Begin at the first line below and copy each line exactly, ending with the line where "positive clicks: (1907, 498)" appears.

Segment Start: EXTRACTED MATERIAL

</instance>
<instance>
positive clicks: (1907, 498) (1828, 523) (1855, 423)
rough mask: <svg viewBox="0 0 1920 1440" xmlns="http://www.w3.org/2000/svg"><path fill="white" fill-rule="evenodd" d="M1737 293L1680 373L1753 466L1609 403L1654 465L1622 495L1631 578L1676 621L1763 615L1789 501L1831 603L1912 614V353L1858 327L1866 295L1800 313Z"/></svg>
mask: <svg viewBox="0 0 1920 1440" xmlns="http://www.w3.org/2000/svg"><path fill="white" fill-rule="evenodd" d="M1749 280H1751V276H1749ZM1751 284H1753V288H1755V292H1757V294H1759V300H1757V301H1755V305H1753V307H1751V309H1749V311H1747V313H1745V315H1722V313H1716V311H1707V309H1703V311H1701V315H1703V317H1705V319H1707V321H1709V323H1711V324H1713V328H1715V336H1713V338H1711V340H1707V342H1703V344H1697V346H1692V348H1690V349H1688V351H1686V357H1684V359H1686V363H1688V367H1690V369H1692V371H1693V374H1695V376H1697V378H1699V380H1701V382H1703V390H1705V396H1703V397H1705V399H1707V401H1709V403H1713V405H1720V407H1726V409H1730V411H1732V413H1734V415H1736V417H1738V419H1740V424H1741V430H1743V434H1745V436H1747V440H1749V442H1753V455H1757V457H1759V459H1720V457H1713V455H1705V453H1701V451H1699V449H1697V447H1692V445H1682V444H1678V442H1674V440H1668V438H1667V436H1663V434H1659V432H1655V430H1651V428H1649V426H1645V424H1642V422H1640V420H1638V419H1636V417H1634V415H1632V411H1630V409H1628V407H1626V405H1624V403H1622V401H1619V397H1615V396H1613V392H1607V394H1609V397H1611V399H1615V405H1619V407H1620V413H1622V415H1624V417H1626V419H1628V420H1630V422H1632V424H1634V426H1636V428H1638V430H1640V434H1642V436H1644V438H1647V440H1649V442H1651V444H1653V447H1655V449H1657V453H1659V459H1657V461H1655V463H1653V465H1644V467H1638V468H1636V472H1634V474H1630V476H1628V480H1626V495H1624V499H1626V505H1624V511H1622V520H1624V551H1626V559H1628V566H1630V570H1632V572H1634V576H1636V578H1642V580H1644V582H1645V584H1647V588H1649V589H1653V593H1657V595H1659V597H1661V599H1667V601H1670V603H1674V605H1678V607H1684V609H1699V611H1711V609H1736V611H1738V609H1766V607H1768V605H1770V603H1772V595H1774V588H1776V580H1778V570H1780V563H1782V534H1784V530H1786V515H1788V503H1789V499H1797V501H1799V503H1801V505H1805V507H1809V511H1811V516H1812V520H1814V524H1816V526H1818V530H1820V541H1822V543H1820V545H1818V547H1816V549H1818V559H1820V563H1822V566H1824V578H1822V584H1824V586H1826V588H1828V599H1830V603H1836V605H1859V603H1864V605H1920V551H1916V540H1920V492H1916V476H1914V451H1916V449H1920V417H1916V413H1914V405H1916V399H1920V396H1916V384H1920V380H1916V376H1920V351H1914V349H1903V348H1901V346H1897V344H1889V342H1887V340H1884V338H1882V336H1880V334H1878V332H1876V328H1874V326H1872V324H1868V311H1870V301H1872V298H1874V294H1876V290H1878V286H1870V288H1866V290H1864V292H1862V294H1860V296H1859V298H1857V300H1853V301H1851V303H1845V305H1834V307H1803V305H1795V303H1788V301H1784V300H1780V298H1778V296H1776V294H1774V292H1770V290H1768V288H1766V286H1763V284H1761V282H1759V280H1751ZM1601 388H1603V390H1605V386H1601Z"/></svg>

Segment End: EXTRACTED MATERIAL

# ANSWER SPACE:
</instance>
<instance>
positive clicks: (1907, 498) (1828, 523) (1855, 423)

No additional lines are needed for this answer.